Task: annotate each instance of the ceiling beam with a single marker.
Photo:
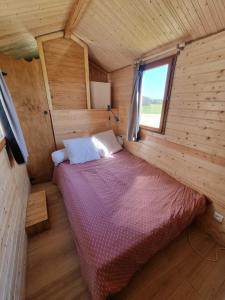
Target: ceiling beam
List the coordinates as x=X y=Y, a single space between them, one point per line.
x=75 y=16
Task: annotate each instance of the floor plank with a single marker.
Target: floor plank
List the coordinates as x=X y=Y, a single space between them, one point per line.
x=177 y=272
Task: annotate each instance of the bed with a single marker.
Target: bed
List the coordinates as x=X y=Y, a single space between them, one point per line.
x=122 y=210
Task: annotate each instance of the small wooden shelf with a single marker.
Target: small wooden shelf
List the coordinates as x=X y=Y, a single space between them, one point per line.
x=37 y=214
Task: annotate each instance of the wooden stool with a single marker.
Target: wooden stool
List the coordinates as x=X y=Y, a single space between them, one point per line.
x=37 y=214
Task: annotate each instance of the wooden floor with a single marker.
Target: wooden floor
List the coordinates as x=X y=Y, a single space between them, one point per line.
x=177 y=272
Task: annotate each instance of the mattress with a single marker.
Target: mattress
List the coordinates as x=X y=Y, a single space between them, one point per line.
x=122 y=210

* * *

## SET EXERCISE
Can you print all the rows above word for word, leaving the picture out?

## WRITTEN ANSWER
Task: annotate each instance of the ceiling beam with a single marker.
Photo:
Target: ceiling beam
List the coordinates as x=X y=Y, a single space between them, one point per line.
x=75 y=16
Task: annotate each instance of the floor plank with a single marker.
Target: floor plank
List the coordinates as x=X y=Y, a single space between them, one point per line.
x=177 y=272
Task: annotate each instance of the bed with a single marker.
Target: bed
List the coordinates as x=X y=Y, a single space between them, one point per line.
x=122 y=210
Task: annotate each instance of the small wooden shelf with a single marker.
Target: small wooden shelf
List the coordinates as x=X y=Y, a single space between them, one point per line.
x=37 y=214
Task: annotate each instance of the wooden stool with a single marker.
Target: wooden stool
List the coordinates as x=X y=Y, a single space between them, one point per line.
x=37 y=214
Task: annotate each instance of the wooden floor with a single marker.
Target: wooden floor
List the coordinates as x=X y=Y, a single space between them, one point per line.
x=177 y=272
Task: annotate each instance of the mattress with a single marker.
Target: mattress
List the coordinates as x=X y=Y, a single space between them, one point per line.
x=122 y=210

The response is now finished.